**TEXT SHOWN:**
Every situation brings with it a silver lining; it is never all gloom and doom. While work was challengin­g, the people around me were amazing. The locals were among the most courteous and helpful people I have met thus far and that’s one of the reasons I kept going back to this land.

One of the beautiful souls came in the form of a colleague-turned-friend who constantly treated me to homecooked food and hot chai.

Through him, I learned that even the simplest of foods could be just as tasty. His signature dish then was tomato chutney (he created many more signature dishes down the road, thanks to his wife’s guidance through Facetime) and it became such a hit that I sometimes jokingly asked him to courier some to KL whenever I thought of the good old times.

The best food I tasted was a combinatio­n of hot fluffy white rice mixed with Greek yoghurt and slices of banana. Though I was sceptical, I was blown away at the first mouthful.

Many interestin­g and thoughtpro­voking conversati­ons were shared over cups of steaming hot chai, so much so that we depleted his stock of Wagh Bakri masala chai in no time. It became a heavily guarded commodity in his room!

Lesson #2: Comfort can be found in the simplest of food and drink, all made better by great company.

It was here on a full moon night exactly a year after retrenchme­nt that I narrated my story to my new-found friends. One year ago this day, I couldn’t see the light at the end of the tunnel.

Lesson #3: Situations will improve. Never let hard times get the better of you.

All good things must come to an end and so I returned home in April, briefly, before going off on a twoweek holiday to London, Scotland and Paris. This trip took 10 years to materialis­e, partly because I never really planned for it. It was finally decided on a whim just two months prior to my travel date and it was quite an adventure.

I kept a punishing pace personally and profession­ally throughout the second and third quarter of the year until everything came to a screeching halt at the end of September. A nagging pain for a week which I dismissed as muscle soreness due to continuous exercise turned out to be something far more serious that required immediate surgery. I couldn’t comprehend what was going on and was in no way prepared for it.

Like any other human being, I asked, “Why did this happen to me?” One of the doctors said, “Bad luck.” Another experience­d surgeon tried to lighten things up by saying, “You hit the jackpot!”

Someone else remarked, “Karma.” Needless to say, none of those answers helped me fix the situation. Post-surgery, I was out of action for six weeks. I was angry and down the first few weeks. I still couldn’t understand why this had happened to me. I exercised regularly, watched my diet and, at the risk of sounding holier than thou, bore no ill will towards others.

“So, why did I have to go through this?”

That’s when a dear friend pointed out that I will never get a satisfacto­ry answer. Knowing why will not help me. Instead I needed to focus on my recovery and prevent a recurrence if possible.

She told me to channel my energy into writing, something I loved and had over the years neglected due to various reasons. I didn’t have to publish my private thoughts. “Just focus on regaining your positivity,” she further added. As difficult as it was, I went back to writing and reading, another favourite pastime of mine which was forgotten when work and life got the better of my time.

With nothing but time on my hands I found therapy in writing. I revived my blog and it helped me focus on good thoughts and positivity. Of course, it was never a bed of roses every day. Some days were harder than others but I kept trying. Friends kept in touch with me and constantly motivated me to overcome this situation. I was and still am a work in progress. But I found again my passion which brought me satisfacti­on.

Lesson #4: Asking “why me?” doesn’t help. Instead focus on how you can overcome the situation.

And the recovery continues into the new year. It has been a bitterswee­t year with as many highs as lows but, through it all, I learned the most important lesson: I was fortunate enough to have had the support of family and friends. There was always a listening ear and a shoulder to cry on.

There is no problem insurmount­able if you set your mind to it. You are only beaten when you give up.

**EXTRACTED DATA:**
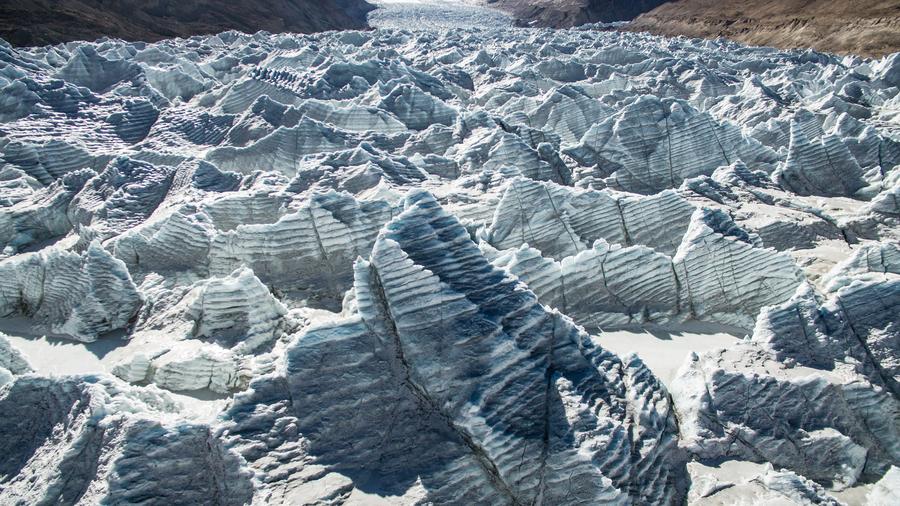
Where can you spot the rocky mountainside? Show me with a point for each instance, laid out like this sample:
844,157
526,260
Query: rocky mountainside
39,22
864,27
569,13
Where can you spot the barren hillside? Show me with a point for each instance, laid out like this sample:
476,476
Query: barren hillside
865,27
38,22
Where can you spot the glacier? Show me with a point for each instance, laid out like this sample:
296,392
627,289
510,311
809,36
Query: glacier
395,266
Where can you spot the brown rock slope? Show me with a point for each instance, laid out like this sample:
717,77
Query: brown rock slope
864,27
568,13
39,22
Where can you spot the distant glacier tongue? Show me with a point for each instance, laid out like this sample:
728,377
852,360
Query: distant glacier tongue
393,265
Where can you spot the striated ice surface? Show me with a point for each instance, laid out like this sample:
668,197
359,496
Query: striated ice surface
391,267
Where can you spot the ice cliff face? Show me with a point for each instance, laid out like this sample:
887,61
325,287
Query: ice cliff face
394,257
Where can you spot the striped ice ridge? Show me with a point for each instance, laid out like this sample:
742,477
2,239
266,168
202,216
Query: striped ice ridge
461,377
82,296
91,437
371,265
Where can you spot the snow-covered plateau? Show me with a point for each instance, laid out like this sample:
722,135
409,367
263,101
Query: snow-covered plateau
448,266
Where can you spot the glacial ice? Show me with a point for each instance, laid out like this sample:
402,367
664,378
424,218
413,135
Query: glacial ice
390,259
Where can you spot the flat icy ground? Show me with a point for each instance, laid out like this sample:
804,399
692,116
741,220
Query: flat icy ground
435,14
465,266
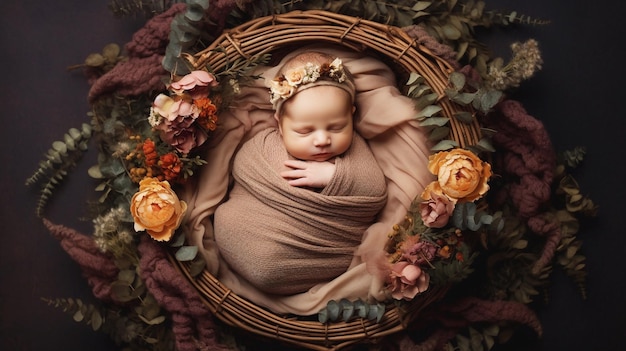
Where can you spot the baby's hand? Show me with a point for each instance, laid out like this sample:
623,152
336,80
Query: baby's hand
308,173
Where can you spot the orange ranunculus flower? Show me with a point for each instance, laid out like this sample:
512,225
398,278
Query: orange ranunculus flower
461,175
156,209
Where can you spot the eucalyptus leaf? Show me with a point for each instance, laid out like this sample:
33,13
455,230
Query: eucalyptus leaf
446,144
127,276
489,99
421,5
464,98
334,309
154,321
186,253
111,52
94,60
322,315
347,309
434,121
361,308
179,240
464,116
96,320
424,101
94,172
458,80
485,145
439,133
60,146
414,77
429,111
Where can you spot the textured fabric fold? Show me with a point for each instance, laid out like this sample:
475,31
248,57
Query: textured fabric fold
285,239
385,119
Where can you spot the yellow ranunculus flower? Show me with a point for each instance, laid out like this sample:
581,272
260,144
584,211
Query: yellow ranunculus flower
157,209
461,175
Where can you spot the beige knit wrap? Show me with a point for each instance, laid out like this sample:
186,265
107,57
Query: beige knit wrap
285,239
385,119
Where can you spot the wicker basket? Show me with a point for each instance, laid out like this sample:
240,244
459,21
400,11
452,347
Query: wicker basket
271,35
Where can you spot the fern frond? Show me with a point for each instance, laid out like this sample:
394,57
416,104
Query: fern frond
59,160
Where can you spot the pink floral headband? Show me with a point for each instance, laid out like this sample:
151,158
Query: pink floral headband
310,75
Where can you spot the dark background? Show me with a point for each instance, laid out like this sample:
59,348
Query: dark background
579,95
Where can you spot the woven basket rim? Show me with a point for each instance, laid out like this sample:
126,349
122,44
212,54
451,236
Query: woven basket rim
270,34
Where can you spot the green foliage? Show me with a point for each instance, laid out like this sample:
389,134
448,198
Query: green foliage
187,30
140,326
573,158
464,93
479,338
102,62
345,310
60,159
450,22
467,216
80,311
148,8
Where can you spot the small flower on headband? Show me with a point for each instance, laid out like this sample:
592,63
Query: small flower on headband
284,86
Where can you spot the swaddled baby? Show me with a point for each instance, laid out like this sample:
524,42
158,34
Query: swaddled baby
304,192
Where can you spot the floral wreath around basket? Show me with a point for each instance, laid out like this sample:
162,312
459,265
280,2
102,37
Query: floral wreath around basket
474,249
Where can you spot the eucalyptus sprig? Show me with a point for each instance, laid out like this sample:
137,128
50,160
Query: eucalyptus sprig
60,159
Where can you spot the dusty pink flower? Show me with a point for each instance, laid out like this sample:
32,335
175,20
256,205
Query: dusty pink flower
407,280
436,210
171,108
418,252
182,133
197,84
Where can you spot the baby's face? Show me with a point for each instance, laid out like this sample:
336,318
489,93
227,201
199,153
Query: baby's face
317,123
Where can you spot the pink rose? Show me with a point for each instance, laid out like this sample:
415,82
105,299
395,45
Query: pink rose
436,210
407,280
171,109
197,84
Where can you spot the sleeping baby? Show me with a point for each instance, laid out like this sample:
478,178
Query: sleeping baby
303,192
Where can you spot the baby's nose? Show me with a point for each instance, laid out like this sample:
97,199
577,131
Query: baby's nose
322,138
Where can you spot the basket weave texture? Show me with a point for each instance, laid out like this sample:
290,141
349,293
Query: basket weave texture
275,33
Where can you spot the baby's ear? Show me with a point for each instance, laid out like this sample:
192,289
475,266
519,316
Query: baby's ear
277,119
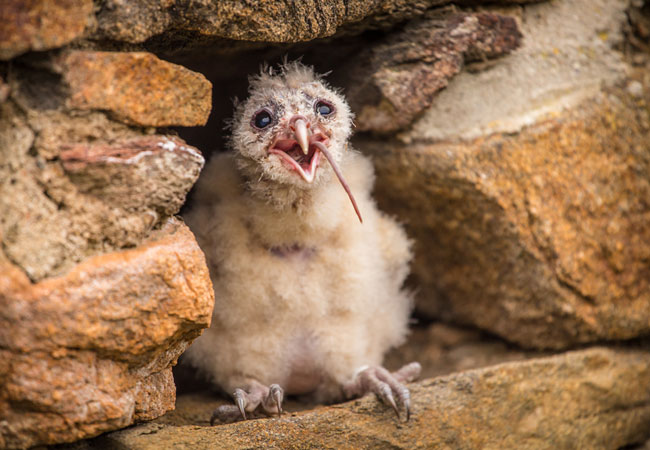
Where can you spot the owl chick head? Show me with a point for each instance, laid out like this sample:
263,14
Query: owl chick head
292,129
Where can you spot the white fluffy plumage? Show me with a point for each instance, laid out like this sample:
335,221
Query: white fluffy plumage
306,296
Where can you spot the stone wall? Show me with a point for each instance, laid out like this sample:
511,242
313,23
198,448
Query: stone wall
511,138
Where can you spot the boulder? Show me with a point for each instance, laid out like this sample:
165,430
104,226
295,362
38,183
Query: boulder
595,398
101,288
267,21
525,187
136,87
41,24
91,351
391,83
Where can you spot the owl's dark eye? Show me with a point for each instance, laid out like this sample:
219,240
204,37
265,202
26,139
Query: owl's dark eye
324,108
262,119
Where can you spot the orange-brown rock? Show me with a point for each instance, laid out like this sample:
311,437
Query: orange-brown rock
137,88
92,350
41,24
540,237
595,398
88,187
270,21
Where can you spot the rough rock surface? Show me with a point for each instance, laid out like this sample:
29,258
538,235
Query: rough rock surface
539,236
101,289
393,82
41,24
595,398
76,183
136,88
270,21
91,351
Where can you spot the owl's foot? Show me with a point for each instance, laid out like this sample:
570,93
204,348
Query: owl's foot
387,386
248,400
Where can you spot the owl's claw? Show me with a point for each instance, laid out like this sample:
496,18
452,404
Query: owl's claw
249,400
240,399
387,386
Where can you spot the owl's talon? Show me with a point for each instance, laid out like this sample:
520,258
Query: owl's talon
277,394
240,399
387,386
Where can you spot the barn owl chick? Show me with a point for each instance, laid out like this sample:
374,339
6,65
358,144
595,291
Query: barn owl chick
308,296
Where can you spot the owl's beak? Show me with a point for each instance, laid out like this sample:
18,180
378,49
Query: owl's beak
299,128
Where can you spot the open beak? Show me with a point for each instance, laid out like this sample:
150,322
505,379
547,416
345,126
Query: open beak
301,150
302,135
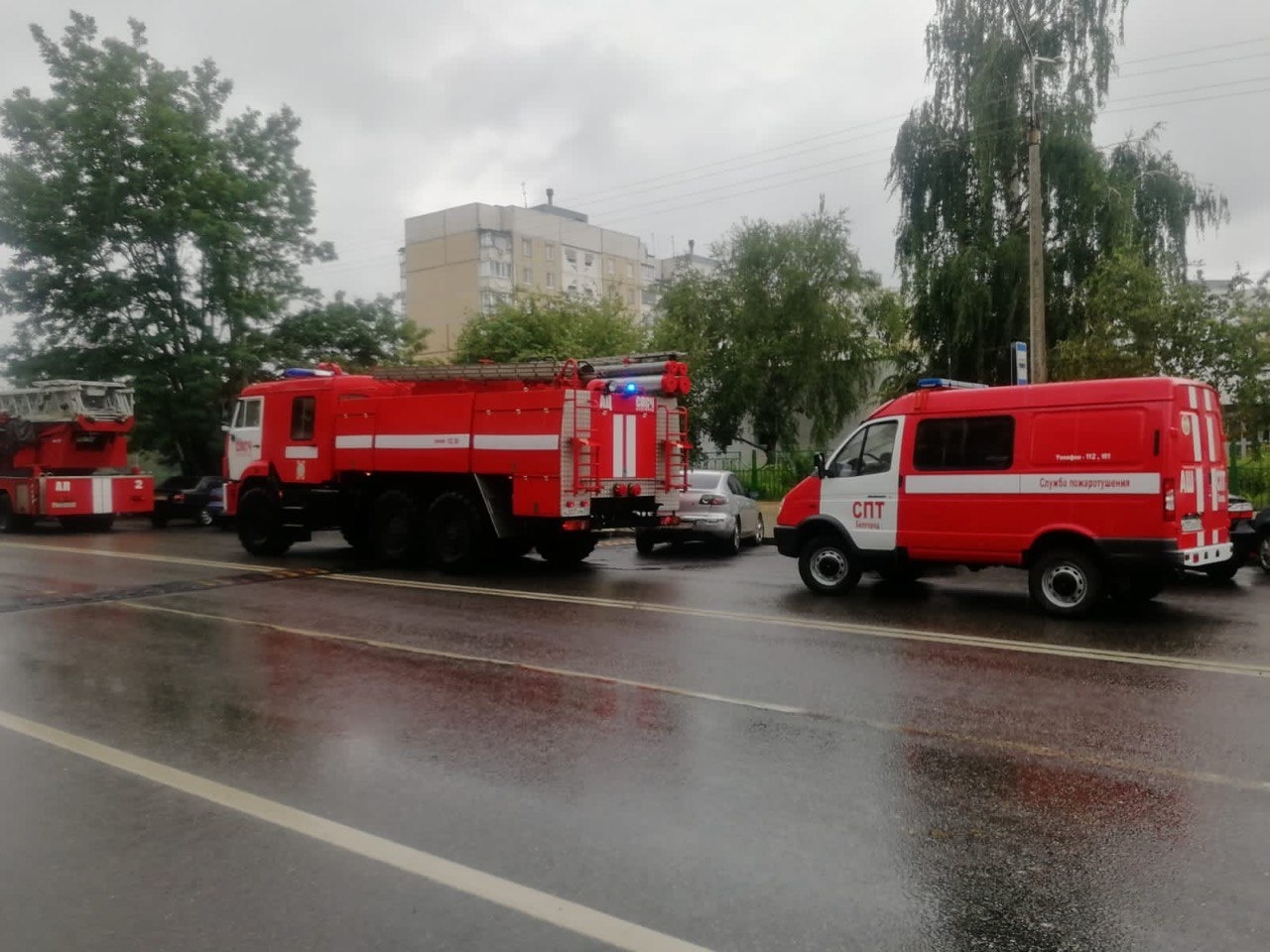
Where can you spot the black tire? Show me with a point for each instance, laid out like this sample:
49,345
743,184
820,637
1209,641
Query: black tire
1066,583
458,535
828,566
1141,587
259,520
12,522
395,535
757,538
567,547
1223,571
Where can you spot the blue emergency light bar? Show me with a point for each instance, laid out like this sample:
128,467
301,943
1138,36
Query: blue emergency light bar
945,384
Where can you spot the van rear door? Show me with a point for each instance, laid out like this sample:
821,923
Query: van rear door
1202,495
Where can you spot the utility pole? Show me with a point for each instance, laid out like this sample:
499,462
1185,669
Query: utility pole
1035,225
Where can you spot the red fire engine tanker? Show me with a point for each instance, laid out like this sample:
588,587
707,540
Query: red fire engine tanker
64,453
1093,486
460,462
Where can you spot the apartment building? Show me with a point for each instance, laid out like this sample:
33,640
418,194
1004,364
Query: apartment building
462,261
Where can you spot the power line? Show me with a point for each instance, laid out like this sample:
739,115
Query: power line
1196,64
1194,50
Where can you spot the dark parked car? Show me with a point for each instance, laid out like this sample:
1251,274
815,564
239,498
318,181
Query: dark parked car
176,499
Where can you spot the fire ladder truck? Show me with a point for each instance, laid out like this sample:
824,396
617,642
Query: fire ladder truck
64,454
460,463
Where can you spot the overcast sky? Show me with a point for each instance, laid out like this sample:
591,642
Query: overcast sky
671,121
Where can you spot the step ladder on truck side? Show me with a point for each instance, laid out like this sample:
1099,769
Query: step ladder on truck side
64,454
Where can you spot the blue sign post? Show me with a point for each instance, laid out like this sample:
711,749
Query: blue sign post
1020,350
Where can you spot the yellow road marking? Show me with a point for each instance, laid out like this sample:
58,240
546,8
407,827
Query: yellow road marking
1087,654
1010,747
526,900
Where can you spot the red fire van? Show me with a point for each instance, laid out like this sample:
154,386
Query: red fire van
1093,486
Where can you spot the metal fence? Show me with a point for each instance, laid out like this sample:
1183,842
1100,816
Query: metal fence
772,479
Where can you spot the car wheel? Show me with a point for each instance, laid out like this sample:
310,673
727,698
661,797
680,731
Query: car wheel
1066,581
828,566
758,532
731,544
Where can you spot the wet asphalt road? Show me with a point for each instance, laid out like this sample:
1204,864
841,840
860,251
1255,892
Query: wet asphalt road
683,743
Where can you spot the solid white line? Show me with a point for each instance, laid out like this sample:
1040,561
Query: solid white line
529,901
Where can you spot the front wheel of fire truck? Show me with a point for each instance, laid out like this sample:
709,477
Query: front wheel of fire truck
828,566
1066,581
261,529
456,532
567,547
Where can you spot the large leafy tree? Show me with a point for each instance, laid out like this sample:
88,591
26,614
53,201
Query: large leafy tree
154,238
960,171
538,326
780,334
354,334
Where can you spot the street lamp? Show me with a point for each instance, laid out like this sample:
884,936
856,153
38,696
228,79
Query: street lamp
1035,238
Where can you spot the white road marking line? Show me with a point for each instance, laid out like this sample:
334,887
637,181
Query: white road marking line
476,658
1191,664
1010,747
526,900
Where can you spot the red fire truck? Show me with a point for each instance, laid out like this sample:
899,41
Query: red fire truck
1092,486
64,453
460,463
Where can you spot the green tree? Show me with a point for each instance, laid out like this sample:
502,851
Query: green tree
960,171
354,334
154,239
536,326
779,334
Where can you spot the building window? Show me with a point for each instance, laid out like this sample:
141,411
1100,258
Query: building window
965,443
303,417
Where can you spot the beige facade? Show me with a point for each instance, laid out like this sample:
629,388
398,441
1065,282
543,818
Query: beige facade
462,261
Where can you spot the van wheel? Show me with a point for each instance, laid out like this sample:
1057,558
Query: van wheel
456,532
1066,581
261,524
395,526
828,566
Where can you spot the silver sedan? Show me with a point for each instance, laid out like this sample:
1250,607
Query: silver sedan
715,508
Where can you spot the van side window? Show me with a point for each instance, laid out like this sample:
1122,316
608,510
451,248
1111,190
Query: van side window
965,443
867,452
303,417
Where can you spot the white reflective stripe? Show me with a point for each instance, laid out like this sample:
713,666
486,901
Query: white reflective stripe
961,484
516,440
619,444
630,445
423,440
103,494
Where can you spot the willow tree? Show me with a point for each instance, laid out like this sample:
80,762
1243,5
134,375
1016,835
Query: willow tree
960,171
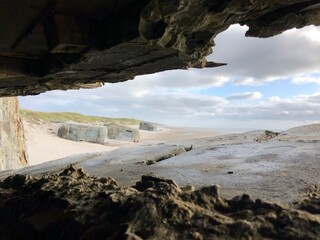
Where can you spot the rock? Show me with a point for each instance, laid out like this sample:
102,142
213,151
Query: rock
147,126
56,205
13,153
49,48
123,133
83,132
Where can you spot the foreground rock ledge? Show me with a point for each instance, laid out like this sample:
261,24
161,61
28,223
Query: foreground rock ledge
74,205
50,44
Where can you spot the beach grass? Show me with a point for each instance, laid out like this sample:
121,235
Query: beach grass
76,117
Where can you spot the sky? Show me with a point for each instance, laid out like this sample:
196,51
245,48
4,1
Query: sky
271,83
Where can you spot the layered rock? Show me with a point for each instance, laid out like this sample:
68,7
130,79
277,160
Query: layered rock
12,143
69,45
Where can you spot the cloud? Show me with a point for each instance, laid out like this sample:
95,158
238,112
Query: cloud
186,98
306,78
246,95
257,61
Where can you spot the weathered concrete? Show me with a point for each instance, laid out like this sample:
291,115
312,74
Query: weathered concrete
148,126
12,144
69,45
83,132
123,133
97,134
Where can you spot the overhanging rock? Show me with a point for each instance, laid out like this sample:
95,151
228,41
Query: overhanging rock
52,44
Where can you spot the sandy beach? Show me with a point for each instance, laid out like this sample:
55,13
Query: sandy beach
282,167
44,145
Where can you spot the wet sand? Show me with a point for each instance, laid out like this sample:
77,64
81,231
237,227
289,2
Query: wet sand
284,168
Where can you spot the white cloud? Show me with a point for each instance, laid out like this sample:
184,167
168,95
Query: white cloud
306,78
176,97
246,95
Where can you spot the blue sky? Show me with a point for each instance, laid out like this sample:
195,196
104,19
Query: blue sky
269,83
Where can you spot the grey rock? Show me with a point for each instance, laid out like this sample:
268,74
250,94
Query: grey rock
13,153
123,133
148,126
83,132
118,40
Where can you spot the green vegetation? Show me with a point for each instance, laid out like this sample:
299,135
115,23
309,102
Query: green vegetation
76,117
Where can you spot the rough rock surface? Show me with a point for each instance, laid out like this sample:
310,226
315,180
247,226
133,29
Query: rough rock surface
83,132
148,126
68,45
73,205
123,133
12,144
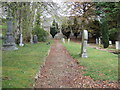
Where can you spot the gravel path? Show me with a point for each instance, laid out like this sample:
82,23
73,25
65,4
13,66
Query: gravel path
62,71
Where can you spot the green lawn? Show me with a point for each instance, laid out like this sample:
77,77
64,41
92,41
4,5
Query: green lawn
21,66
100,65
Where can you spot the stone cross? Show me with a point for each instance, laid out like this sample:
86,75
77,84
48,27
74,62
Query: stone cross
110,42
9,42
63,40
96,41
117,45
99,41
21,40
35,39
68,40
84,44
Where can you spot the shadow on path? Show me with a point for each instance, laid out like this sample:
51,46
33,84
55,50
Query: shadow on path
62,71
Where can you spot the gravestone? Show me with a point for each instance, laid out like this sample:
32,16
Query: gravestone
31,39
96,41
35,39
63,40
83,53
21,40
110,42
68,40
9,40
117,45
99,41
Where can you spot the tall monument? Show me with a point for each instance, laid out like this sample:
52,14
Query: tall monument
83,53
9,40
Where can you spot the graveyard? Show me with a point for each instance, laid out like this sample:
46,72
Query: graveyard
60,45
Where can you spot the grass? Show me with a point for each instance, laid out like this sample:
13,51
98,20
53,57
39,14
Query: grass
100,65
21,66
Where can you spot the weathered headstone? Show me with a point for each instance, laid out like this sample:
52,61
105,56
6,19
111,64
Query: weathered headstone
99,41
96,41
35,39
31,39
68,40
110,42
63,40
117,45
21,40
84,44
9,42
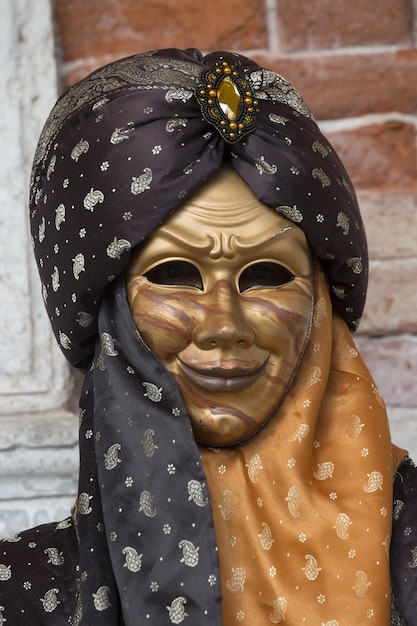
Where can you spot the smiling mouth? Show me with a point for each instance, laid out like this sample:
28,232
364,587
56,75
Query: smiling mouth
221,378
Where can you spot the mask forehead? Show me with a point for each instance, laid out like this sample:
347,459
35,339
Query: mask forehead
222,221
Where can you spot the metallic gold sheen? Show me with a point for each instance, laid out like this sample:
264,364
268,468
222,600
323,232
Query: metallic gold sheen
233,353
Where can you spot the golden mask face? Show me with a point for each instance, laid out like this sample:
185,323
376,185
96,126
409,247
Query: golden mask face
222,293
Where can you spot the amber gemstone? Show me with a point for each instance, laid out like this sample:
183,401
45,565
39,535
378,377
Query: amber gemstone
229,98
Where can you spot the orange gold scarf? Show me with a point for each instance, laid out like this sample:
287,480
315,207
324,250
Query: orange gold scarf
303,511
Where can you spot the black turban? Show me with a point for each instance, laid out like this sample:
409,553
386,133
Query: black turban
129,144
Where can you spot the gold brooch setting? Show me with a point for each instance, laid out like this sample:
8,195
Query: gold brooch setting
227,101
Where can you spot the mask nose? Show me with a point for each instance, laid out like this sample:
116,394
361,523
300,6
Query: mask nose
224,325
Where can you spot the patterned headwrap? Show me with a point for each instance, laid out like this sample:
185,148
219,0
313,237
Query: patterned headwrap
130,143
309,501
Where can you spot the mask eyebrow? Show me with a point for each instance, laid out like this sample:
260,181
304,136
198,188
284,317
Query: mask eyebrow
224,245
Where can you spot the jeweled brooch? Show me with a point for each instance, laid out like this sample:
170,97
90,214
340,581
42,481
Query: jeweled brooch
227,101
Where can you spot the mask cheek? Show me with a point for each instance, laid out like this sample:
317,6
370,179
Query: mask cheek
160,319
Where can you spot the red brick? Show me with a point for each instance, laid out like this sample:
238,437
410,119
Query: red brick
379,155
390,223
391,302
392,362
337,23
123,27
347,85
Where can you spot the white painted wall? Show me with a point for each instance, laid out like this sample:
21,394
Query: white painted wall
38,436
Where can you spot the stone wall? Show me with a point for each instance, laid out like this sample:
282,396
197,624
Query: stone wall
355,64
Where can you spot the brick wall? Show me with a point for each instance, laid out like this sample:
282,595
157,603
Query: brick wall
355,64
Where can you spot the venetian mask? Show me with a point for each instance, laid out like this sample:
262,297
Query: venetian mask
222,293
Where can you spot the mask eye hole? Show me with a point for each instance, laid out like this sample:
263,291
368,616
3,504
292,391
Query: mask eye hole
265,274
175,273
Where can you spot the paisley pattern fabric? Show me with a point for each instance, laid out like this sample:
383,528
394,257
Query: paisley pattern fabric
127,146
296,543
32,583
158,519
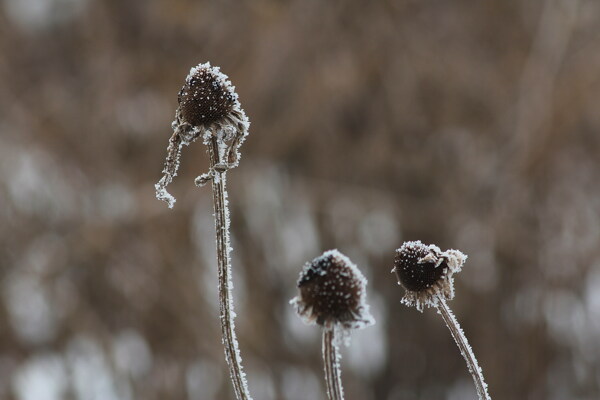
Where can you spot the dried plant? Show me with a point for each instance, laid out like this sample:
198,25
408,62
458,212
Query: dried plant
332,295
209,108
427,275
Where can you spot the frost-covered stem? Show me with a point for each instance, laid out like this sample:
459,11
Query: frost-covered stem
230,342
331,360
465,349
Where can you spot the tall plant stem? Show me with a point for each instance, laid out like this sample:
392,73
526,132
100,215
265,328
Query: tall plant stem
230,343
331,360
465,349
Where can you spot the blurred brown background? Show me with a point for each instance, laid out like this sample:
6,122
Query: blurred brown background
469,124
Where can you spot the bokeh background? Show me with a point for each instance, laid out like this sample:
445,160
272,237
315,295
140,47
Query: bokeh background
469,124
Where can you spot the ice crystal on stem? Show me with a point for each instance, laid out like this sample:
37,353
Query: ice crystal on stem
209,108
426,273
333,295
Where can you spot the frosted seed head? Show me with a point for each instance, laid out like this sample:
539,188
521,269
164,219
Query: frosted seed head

**ACTIVITIES:**
a. List the replies the writer received, in the year-in-review text, when asking why this had happened.
b. Translate this sentence from the year-in-review text into Spanish: "There is no problem insurmountable if you set your mind to it."
c. Copy the passage of the year-in-review text word for word, starting at "She told me" and ending at "of my time.".

**RESULTS IN ORDER:**
a.
"Bad luck."
"You hit the jackpot!"
"Karma."

b. No hay problema insuperable si te lo propones.

c.
She told me to channel my energy into writing, something I loved and had over the years neglected due to various reasons. I didn’t have to publish my private thoughts. “Just focus on regaining your positivity,” she further added. As difficult as it was, I went back to writing and reading, another favourite pastime of mine which was forgotten when work and life got the better of my time.